### [Work instructions]
Output, please, every line from the line that holds "Tag the umbrella pole" to the end, exactly as written.

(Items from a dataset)
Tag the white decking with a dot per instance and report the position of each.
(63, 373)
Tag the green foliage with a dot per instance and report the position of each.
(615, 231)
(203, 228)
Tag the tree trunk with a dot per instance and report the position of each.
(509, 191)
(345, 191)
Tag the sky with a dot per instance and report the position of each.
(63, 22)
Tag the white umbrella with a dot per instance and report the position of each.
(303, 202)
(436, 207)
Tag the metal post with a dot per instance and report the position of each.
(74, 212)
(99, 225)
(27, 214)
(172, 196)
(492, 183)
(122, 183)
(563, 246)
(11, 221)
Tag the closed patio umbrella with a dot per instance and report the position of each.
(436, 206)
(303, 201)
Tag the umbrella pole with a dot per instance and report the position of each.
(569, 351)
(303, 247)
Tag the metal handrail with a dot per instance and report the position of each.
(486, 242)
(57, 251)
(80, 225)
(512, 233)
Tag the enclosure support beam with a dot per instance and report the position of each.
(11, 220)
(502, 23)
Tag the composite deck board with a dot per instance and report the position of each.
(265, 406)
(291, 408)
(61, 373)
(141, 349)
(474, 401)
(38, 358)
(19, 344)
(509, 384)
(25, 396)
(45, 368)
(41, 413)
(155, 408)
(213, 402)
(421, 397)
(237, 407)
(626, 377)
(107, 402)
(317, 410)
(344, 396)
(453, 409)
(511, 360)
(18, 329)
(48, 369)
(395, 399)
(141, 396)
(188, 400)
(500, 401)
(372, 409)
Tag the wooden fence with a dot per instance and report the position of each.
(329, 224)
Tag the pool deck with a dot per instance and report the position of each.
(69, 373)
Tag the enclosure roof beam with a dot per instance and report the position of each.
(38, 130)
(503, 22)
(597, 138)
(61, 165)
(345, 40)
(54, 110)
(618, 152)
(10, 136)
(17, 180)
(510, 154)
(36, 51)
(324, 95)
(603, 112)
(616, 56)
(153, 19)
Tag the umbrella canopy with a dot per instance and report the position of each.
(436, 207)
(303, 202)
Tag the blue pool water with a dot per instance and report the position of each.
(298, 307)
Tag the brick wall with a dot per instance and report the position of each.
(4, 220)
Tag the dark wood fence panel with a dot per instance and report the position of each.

### [Task result]
Tag the umbrella pole with a dot per instance and report the position of each.
(569, 351)
(303, 247)
Tag the metal handrail with a dot per instance and report the position of each.
(486, 242)
(57, 251)
(80, 225)
(512, 233)
Tag the enclosure support beam with a dot per instance and report the position of each.
(11, 220)
(502, 23)
Tag the composite deck board with a dot per instance and report the position of each.
(265, 406)
(291, 408)
(61, 373)
(141, 349)
(474, 401)
(38, 358)
(19, 344)
(509, 384)
(25, 396)
(45, 368)
(41, 413)
(155, 408)
(213, 402)
(421, 397)
(237, 407)
(626, 377)
(107, 402)
(317, 410)
(344, 396)
(453, 409)
(511, 360)
(18, 329)
(48, 369)
(395, 399)
(141, 396)
(188, 400)
(500, 401)
(372, 409)
Tag the wooden fence with a dot per instance and report the position of each.
(329, 224)
Tag the pool deck with a dot per instance and report the position of each.
(69, 373)
Tag the enclosure roof beam with a dot per instance and report the position of each.
(38, 130)
(503, 22)
(597, 138)
(61, 165)
(345, 40)
(54, 110)
(618, 152)
(10, 136)
(17, 180)
(510, 154)
(36, 51)
(324, 95)
(603, 112)
(616, 56)
(153, 19)
Tag the umbrella canopy with a dot per instance and report the position of each.
(436, 207)
(303, 202)
Tag the blue pool water with a dot per instance and report the position of each.
(298, 307)
Tag the brick wall with a dot per instance and report the position of each.
(4, 220)
Tag the dark wood fence panel with a dot per instance and report the position of each.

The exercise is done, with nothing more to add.